Excerpt »
And in that moment that my head is turned, I know exactly where my firearm is. It's six miles away in my cabin on my bedside table. [audience laughter] I scan the area looking for maybe a tree to climb or somewhere to hide, which there isn't, because there never is in Alaska. And grizzly bears run 40 miles an hour. So, I know if I try and run for one more second, this bear is going to be on top of me. What you are supposed to do if you're attacked by a grizzly bear is play dead. You're supposed to lie on the ground on your belly to protect your organs, put your hands behind your neck. And only if the attack persists, [audience laughter] then do you fight for your life. [audience laughter] 

 

Well, what this bear didn't know, is that I'd felt half dead for the past four days. I'd felt like I'd been being attacked from all angles. It had persisted long enough. I knew this bear wasn't going to stop. Nobody was going to save me. I turned around, and I looked and I saw this bear barreling at me through the bushes. I planted my feet, and I put my teal and lime green sleeping bag over my head, and I took all of that confusion and pain and directionless anger and I unleashed it in a vein popping, eye bulging primal scream. And the bear stopped. [audience laughter] [audience cheers and applause] 

 

Right? But now, the bear was very close. [audience laughter] So close that this time when it roared, I could see spittle shoot off of its lips and feel its hot breath billow through the cold morning air. But now, I was committed. [audience laughter] I wasn't going anywhere. In fact, I just found out that I don't want to die. [audience laughter] So, I looked the bear directly in the eyes, which you are also not supposed to do. [audience laughter] 

 

I dig down deep, deep inside, past the burst bubble of McCarthy and the shards of my broken heart, down to a place that is not broken, to a place that cannot be destroyed. And from there, I roar and then I charge the bear. [audience laughter] I don't think that's what the bear was expecting to get. [audience laughter] Because it looked at me huffed and ran into the woods. [audience cheers and applause] 

 

Many longtime Alaskans would tell you that the moral of this story is very simple, “Carry your bear gun, you stupid hippie.” [audience laughter] But to me, it felt much more profound. I knew that this experience was going to summon all of my own personal demons in their most violent, intense forms. And if I tried to run or hide from them, it was going to kill me. If I was going to survive, I was going to need to be brave. I was going to need to stand my ground and look them right in the eye. Thank you. 

 

[cheers and applause] 

 

Dame: [00:18:29] Ladies and gentlemen, Monte Montepare. 

 

[cheers and applause] 

 

You can say a lot of stuff about Detroit, but we ain't got bears. [audience laughter] It's going to be our city motto, [audience laughter] “Welcome to Detroit, Michigan. No bears.” 

 

Jay: [00:18:57] Monte Montepare spends part of his time in the mountains of Alaska, working as a wilderness guide and taking people on adventures of a lifetime. And the rest of the time, you can find him in Los Angeles pursuing his new passion, comedy. You can find out more about Monte and see pictures of him, his dog and the Alaskan wilderness at themoth.org. 

 

[fast piano music]

 

Coming up, more stories from this live hour in Santa Barbara, when The Moth Radio Hour continues. 

 

The Moth Radio Hour is produced by Atlantic Public Media in Woods Hole, Massachusetts. And presented by PRX.

Dataset records »
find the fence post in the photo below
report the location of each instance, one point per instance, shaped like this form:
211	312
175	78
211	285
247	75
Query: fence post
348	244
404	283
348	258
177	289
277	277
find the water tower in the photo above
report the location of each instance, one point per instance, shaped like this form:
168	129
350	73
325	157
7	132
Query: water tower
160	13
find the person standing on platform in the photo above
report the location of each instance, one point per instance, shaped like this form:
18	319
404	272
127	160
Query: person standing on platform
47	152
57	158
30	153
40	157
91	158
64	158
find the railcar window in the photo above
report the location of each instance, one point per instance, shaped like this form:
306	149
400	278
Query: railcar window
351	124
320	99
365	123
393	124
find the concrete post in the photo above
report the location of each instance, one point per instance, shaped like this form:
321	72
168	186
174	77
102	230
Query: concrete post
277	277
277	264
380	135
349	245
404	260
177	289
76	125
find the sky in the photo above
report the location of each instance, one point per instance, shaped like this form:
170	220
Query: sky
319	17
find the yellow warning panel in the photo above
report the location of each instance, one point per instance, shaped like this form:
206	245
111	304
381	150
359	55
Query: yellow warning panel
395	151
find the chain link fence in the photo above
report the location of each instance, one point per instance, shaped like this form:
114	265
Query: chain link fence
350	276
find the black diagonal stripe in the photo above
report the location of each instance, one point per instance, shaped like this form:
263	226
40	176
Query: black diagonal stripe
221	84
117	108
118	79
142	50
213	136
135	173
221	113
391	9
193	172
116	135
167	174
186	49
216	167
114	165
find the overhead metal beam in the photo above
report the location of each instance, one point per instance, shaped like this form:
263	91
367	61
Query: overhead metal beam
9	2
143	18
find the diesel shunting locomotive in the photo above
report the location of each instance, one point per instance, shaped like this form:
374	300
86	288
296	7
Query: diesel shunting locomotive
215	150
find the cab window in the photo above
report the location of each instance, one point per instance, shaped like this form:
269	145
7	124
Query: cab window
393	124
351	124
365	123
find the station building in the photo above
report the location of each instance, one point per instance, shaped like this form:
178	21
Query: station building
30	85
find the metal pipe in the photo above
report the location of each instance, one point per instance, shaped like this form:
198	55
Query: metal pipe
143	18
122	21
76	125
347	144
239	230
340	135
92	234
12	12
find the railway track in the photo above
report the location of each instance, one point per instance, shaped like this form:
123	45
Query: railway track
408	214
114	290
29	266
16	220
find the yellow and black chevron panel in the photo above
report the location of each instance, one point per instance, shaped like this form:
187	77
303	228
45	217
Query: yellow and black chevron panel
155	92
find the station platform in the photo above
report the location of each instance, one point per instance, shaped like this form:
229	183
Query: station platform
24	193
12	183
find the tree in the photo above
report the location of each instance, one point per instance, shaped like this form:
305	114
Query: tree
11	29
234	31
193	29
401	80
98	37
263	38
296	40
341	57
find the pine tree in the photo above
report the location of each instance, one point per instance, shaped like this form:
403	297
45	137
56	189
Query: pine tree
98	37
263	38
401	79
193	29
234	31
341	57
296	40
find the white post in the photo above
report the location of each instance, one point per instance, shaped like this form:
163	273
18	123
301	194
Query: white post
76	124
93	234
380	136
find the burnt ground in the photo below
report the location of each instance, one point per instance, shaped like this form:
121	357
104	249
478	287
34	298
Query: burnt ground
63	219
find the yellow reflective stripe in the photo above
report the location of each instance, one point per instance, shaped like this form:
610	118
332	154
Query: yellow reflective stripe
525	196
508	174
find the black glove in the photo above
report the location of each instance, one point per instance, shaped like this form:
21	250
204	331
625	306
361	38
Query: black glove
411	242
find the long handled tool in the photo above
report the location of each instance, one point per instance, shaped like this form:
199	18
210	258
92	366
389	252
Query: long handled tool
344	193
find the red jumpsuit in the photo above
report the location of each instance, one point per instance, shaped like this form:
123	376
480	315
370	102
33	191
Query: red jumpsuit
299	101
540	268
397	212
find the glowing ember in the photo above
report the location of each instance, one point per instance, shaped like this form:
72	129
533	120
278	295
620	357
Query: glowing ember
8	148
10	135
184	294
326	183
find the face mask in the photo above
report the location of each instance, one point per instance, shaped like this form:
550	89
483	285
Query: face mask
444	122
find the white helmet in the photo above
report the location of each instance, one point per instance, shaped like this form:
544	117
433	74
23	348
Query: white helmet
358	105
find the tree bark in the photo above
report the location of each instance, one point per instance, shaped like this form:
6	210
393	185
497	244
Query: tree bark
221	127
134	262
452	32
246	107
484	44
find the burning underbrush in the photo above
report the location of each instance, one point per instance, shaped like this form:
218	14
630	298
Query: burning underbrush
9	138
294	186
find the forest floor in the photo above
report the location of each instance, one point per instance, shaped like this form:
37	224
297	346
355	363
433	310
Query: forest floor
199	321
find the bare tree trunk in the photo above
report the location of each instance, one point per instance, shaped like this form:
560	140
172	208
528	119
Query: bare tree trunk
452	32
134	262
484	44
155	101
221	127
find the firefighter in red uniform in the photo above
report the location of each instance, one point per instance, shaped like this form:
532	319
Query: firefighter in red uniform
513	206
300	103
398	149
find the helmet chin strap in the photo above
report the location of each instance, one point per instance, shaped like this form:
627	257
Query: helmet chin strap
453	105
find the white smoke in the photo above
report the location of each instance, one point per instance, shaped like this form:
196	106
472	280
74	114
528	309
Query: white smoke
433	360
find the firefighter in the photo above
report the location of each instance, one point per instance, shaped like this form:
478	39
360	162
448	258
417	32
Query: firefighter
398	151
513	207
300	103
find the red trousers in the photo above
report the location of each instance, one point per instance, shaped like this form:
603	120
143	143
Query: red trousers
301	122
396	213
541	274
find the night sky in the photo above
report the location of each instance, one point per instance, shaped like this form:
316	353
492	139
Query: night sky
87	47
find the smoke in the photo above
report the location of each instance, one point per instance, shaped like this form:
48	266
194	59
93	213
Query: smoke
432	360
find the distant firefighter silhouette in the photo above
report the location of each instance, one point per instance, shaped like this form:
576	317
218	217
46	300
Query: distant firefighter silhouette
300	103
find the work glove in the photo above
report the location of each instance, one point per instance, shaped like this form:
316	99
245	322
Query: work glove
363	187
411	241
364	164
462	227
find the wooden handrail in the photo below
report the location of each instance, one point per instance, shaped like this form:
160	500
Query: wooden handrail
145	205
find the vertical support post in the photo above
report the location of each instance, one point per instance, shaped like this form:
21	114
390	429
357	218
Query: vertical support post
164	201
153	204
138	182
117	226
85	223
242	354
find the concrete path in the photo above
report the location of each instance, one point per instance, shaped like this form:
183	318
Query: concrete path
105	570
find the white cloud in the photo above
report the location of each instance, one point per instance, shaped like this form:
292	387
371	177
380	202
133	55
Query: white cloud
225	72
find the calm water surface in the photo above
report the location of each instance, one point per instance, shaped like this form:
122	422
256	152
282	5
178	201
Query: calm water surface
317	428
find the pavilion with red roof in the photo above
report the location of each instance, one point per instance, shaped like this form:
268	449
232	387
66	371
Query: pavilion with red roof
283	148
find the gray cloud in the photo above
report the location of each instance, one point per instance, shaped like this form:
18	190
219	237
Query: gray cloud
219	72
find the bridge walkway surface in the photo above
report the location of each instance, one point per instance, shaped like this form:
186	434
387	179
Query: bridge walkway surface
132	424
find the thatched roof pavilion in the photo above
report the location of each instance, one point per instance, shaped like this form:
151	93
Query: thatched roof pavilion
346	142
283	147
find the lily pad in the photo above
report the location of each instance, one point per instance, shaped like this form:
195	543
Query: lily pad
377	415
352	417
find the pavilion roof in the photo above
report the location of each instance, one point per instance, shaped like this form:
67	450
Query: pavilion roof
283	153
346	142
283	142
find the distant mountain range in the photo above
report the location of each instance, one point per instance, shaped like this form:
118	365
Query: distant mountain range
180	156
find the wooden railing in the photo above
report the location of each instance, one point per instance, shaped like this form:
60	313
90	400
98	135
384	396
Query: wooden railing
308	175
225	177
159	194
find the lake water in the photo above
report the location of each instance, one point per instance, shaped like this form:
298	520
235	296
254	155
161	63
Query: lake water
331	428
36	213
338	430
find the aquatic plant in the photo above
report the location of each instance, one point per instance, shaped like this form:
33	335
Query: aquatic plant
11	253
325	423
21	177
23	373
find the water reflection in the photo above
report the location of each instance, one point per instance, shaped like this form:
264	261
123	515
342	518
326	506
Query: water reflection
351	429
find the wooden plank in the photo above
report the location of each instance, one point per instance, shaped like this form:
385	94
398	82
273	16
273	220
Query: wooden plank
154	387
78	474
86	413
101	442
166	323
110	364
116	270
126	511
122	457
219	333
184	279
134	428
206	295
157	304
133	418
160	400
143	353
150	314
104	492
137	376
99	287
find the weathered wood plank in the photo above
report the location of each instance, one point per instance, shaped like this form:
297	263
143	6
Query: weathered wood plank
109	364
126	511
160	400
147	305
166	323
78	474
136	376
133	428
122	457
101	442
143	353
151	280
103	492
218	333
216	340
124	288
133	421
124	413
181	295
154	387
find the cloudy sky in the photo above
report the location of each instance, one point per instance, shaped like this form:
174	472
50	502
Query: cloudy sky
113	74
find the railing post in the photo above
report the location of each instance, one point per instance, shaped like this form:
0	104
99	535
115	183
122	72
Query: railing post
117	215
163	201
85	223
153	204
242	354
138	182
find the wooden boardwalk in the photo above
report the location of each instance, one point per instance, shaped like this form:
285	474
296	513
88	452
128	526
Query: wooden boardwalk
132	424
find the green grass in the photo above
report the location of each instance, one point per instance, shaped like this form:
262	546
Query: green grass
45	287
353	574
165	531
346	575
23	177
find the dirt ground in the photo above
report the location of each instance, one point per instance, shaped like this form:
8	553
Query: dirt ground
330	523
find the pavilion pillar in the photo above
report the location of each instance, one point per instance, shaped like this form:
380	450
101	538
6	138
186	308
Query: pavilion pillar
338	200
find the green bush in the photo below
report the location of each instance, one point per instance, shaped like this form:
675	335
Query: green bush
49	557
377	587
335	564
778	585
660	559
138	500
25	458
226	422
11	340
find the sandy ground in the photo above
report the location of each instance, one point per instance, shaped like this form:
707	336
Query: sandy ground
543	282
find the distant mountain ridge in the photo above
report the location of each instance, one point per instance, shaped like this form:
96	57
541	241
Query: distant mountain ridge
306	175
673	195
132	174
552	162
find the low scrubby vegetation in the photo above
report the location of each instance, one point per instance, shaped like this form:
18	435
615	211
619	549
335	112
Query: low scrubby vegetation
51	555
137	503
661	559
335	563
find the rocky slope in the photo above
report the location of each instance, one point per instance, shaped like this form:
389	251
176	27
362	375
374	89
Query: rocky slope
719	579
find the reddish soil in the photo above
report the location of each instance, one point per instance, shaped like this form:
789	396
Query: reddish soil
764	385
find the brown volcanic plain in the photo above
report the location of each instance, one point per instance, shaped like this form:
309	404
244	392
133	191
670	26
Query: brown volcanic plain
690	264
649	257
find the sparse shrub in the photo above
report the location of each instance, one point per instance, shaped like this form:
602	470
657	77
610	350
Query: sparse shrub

Problems to solve »
1. Answer these about the transcript:
(a) Where was the speaker's firearm when the bear appeared?
(b) What colors was the sleeping bag the speaker put over their head?
(c) In what city does Monte Montepare pursue comedy?
2. How many lines of the rows contain the string "burnt"? Case counts; reply with the number only.

Answer list »
1.
(a) Six miles away, on the bedside table in the speaker's cabin.
(b) Teal and lime green.
(c) Los Angeles.

2. 2